DOCUMENT EXTRACT below:
A few of the kids are siblings. Snow says this is tolerated because their parents run their own business. Out in this part of the country, if you violate the one-child stricture, you can just pay a fine and get on with your life; although government workers would probably be fired.

Peter, Snow, and I hung out with the kids while the ladies prepared dinner — as she does not consider herself a chef, Snow’s favorite trick is to invite fantastic cooks to dine on meals of their own preparation. Terrific smells wafted in from the kitchen as Snow coached Blue and his friends to introduce themselves in English. They were pretty good.

Once dinner was served, we all gathered around the table. Snow poured a small measure of wine for each kid, and we toasted Blue’s seventh year. Then we toasted Halloween. And then we toasted Blue’s impending exam. The children gobbled and then split to go play in the next room.

The adults lingered at the table for hours, sharing stories with the help of Snow’s translation. (Though the other women had some English; the doctor, in particular, appeared to understand a lot more than she could speak.)

The partiers say goodbye
Our parting shot, before all the kids went home to crash in bed.

We collectively decided … In south China, men and women share cooking and household duties; In the north it all falls to the ladies. Does geography influence character? A friend of Snow’s had studied in Lincoln, Nebraska, and found the weather and the people cold. Americans eat don’t know the joys of seasonal produce. The Chinese don’t like to travel. Americans should love 串串, and, hey … business idea!

Around midnight, the kids were still throwing themselves around the place with a manic tiredness, but their mothers had arrived to take them home. We took some group photos and wished Blue well one last time.

Maybell and her students
Maybell, the blur on the right, puts together a fine dumpling party.
Let's play a game in English
She also knows how to host an exciting card game.
Peter tunes the guitar to perform
Peter prepares for his performance.

Dumplings are delicious, but work intensive to make, so it’s a common Chinese social event to hold a dumpling party where everyone pitches in. Maybell hosted us to such a party with a few of her top students. Again, we brought beer, and again we were surprised that our fellow guests were so young: 12 years of age. But Maybell’s boyfriend — who now goes by the English name Cloud — was happy to partake with us.

We stuffed and folded our dumplings with Jenny, Snowy, Iris, Lucy, and Bill, who was quite dapper in a camel-colored blazer. Bill was quite comfortable among all the girls; Maybell told us, as a matter of fact, that because of the company he keeps she initially thought that Bill was a girl.
End of DOCUMENT EXTRACT.
= PARTS OF THE EXERCISE =
A. Copy the travel account from "Dumplings are delicious, but" up to and including "to partake with us.", replacing "beer" with "soda".
B. Write the next part of the travel account, picking up after its final sentence.
The data that comes next is from a separate source and is unrelated to the travel account.
DATASET EXCERPTS below:
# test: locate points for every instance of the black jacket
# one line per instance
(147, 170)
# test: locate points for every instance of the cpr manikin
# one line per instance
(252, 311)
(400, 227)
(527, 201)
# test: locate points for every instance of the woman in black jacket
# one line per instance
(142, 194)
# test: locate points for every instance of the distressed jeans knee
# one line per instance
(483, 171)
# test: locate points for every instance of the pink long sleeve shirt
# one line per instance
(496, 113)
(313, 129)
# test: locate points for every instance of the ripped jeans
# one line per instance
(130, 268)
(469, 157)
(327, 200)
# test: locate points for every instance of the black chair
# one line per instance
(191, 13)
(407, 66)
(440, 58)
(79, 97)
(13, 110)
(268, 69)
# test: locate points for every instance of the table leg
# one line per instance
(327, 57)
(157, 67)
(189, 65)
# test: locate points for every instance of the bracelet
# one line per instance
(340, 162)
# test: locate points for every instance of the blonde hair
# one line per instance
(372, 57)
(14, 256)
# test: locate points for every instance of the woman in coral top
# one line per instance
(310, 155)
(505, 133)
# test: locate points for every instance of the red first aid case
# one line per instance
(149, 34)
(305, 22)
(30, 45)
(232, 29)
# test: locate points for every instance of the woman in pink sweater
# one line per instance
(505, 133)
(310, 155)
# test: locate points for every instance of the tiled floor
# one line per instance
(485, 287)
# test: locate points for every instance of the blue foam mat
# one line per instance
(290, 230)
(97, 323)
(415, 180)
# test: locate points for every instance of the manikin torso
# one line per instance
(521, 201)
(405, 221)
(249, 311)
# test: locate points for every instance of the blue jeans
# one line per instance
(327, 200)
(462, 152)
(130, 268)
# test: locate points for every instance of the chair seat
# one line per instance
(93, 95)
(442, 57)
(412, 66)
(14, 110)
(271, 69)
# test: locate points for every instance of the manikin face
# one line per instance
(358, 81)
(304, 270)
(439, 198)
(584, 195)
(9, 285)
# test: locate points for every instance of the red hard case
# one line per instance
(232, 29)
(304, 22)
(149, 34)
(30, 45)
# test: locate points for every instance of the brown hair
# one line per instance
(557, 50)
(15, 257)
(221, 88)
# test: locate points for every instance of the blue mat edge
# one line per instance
End of DATASET EXCERPTS.
= ANSWERS PROVIDED =
A.
Dumplings are delicious, but work intensive to make, so it’s a common Chinese social event to hold a dumpling party where everyone pitches in. Maybell hosted us to such a party with a few of her top students. Again, we brought soda, and again we were surprised that our fellow guests were so young: 12 years of age. But Maybell’s boyfriend — who now goes by the English name Cloud — was happy to partake with us.

B.
Many hands make light work, and before we knew it, we had a huge pile of dumplings. Maybell and Cloud took them into the kitchen to steam them up. They shuttled back and forth bringing out more and more food, and it was clear that they both had worked hard to prepare a delicious feast. The kids egged each other on to speak to Peter and me in English.

After dinner, we all retired to the living room for songs and games. We played some party card games that had been meticulously prepared by Maybell. During game time, the kids got a lot less shy about speaking to us foreigners, although they occasionally needed some translation help from Maybell and Cloud.

It was actually quite impressive that these 12-year-olds could hang for an entire evening of immersion English. They are some of Maybell’s best students, and it was obvious, interacting with them that they are very eager to learn. Peter and I were also impressed with Cloud, who now seems very confident in his English, as opposed to when we first met him and he was hesitant to say anything at all.

Tai-an alley 1

Sometimes a little change in routine can make a big difference. We’ve been spending a lot of time in the countryside neighborhood of Tai An since the summer, but just recently we added lunchtime to our rotation. We tromped the village like idiots one afternoon, looking for dumplings at tea houses. (“We serve tea here.”) A witness to our bumbling took pity on us and directed us to the restaurant that he was eating at. “It’s cheap,” was roughly his sales pitch, “6 kuai a person.” (This is about US$1.)

We settled into lunch. And then the neighborhood kids started gathering. They hovered at the threshold of the restaurant at first, and then one brave girl approached and asked us for our names. She produced a small piece of paper for me to write them down. And then the avalanche came.

Kids crowded the table with small pieces of paper, and then ripped up pieces of cigarette cartons to get a signature. Peter drew a self portrait for one child, and then everyone wanted one of those, too. All told, there were probably around 40 kids coming and going in the mob around us. Impressively, they were all very patient, and they politely waited their turn.

The initial brave girl stayed on hand, keeping an eye on things and monitoring the kids’ interactions with us. “They’re Americans. They’re from Tianfu Middle School,” she’d explain when another person would ask. As things were winding down, she told me in English, “Your eyes are like stars!”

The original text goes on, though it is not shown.